Begin Source data

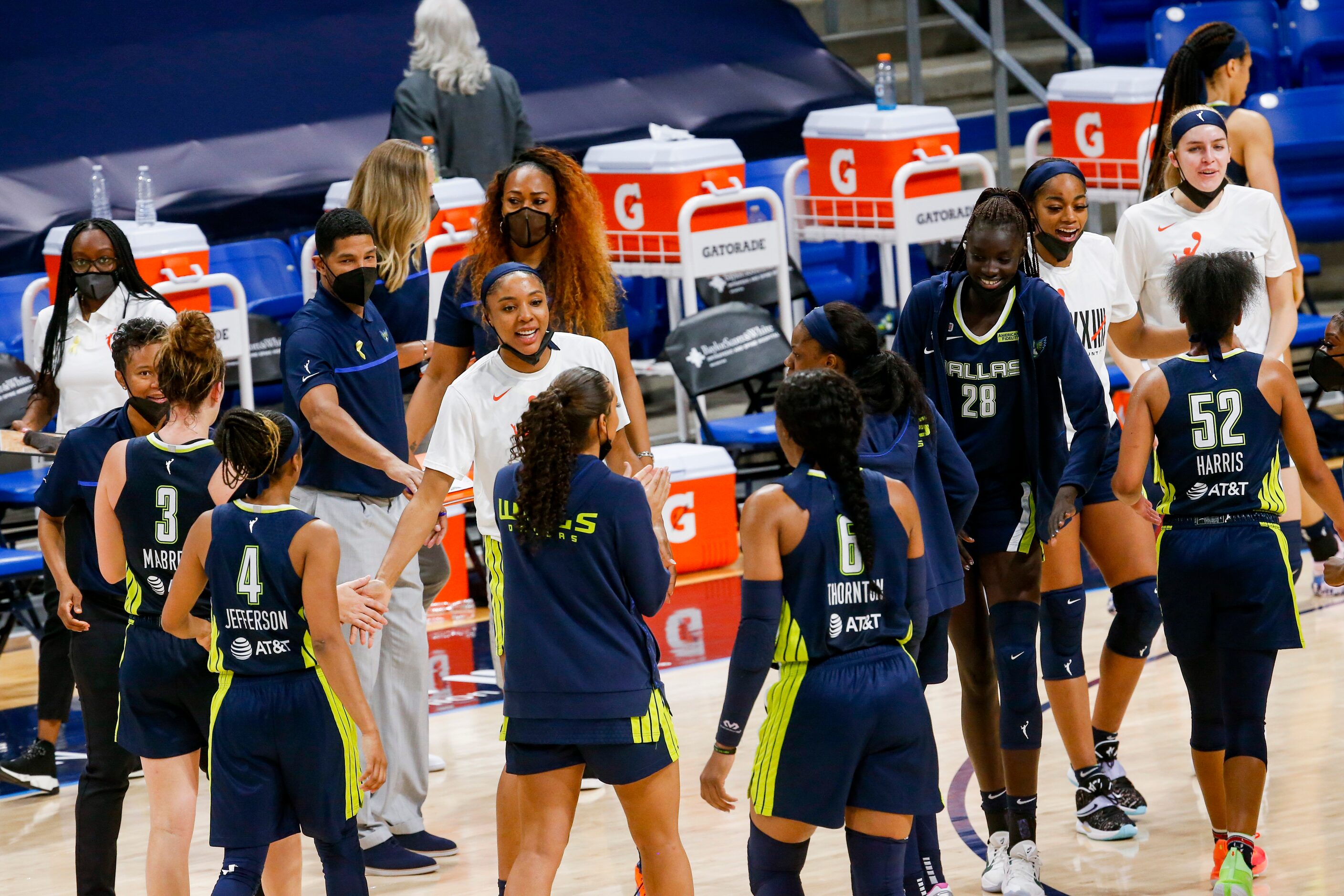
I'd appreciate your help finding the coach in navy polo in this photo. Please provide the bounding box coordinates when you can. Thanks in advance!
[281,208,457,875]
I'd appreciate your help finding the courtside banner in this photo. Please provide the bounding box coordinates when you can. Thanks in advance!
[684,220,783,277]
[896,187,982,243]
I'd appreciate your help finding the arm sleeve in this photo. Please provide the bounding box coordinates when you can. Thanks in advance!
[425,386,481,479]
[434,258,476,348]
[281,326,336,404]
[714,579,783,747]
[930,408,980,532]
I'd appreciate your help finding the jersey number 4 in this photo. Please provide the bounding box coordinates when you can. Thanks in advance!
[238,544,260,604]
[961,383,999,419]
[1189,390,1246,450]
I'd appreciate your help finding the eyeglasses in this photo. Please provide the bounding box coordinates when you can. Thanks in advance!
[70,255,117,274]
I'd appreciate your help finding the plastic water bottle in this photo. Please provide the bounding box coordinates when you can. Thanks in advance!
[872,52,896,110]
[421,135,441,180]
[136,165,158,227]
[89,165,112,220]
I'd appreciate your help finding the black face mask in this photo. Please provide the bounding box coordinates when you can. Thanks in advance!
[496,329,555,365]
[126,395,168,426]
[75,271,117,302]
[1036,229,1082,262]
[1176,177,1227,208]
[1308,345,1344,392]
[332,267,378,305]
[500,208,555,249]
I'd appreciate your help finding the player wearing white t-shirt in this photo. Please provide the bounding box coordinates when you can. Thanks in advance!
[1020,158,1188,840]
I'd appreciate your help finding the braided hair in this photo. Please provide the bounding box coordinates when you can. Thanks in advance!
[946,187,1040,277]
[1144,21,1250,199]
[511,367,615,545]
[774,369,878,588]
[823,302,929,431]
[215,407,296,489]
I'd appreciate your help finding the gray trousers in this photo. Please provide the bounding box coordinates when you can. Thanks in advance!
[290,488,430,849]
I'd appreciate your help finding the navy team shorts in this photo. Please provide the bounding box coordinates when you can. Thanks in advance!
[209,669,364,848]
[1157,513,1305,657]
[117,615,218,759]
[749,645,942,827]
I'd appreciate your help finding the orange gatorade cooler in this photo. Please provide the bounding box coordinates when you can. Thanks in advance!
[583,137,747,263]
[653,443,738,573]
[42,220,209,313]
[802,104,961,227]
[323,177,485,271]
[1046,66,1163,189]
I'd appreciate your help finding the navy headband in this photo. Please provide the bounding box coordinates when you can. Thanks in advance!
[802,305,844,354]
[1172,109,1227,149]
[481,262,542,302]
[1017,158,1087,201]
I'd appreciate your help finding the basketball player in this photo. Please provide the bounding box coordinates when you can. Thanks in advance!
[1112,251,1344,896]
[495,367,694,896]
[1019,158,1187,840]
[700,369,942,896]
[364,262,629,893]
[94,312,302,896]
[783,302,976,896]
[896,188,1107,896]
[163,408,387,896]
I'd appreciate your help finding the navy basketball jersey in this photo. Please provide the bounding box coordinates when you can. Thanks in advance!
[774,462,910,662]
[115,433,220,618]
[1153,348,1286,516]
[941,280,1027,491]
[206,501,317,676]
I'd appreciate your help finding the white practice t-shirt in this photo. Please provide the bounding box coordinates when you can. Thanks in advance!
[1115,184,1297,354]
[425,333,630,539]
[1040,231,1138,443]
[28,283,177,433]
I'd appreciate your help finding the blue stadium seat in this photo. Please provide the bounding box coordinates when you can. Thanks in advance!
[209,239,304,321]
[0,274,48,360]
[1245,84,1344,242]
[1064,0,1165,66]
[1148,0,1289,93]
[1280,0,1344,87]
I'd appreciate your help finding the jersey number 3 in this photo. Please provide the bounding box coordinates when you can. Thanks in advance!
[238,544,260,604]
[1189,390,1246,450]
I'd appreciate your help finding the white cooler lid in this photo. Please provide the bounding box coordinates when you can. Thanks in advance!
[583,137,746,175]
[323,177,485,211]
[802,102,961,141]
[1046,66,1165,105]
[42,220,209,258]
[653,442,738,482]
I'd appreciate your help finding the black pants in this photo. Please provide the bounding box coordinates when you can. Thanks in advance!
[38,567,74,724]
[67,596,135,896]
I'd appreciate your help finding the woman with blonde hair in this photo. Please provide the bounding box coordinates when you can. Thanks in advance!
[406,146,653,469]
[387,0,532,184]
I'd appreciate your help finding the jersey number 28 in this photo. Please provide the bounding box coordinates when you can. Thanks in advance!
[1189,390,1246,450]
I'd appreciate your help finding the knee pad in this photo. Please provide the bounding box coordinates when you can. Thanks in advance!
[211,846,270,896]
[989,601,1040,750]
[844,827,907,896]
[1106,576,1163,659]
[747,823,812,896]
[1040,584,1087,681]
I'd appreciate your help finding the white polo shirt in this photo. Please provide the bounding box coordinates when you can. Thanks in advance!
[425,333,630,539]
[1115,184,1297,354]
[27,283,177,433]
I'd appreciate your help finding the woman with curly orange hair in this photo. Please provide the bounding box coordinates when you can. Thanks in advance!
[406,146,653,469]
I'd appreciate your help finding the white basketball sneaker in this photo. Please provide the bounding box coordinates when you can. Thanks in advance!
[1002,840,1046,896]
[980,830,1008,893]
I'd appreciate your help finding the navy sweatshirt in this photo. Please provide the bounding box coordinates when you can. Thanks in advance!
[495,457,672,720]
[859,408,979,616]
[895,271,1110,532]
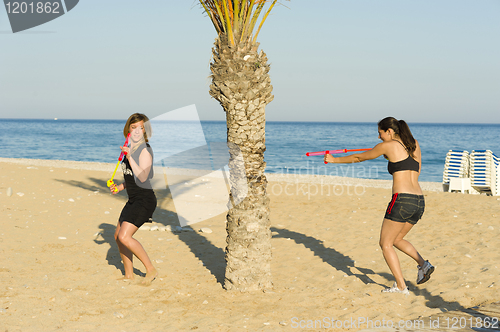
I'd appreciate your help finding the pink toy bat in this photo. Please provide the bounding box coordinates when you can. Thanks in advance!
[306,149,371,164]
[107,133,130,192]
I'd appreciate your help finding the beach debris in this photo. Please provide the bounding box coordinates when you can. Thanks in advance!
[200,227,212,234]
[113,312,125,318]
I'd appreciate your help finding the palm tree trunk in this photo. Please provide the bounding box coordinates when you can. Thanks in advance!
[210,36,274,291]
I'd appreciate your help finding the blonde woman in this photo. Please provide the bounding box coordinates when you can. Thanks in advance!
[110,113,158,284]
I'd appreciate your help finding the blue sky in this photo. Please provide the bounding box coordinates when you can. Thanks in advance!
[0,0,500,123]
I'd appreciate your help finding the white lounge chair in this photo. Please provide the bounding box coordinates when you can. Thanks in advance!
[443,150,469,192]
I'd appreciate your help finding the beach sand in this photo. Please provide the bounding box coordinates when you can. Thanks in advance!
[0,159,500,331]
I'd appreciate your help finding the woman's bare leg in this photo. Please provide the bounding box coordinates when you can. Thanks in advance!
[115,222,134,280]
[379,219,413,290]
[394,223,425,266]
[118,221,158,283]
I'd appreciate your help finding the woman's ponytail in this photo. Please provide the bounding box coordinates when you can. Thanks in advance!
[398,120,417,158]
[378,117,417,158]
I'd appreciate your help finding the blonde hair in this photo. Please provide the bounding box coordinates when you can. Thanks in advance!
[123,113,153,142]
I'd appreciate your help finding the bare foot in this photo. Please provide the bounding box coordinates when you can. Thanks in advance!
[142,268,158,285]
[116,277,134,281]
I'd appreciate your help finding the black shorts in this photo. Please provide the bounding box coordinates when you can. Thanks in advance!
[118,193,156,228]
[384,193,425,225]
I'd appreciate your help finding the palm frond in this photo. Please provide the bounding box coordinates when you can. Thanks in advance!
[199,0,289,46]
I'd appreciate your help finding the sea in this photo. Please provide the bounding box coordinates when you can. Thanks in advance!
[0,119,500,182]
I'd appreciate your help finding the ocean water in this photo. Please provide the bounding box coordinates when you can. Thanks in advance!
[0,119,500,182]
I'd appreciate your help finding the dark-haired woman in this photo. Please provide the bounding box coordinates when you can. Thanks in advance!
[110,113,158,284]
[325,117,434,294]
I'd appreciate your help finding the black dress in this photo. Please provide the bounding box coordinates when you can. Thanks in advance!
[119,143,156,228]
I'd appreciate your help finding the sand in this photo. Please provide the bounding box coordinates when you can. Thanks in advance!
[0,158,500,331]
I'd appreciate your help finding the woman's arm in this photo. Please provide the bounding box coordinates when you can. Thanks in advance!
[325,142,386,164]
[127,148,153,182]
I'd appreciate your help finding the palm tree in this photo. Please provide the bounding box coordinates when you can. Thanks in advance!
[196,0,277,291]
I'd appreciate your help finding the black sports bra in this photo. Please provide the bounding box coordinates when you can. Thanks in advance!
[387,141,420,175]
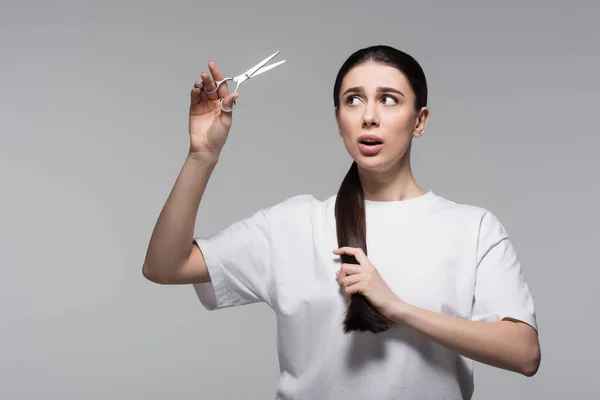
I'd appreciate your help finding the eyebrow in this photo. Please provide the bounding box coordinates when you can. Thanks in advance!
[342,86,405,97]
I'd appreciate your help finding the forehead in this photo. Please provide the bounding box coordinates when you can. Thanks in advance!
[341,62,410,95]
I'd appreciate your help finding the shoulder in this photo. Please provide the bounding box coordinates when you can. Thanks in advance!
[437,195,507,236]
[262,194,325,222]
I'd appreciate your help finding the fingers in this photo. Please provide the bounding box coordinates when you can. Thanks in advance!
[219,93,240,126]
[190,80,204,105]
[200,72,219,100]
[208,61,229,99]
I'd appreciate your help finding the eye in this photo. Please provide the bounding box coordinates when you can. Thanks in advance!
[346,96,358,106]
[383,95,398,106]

End Source data

## Your instructions
Copy the rows above, starting at the beginning of the rows and ending with the line that contains "[896,187,982,243]", including both ends. Leave the pictures out of your copy.

## Task solution
I'd appreciate your help finding the coach in navy polo in this photo. Please provide the bounding box coordinates when you can. Thanks in advance!
[281,208,457,875]
I'd appreciate your help finding the courtside banner in this photo. Please provide the bounding box coordinates when you can. Thanks in advance!
[684,220,783,277]
[896,187,982,243]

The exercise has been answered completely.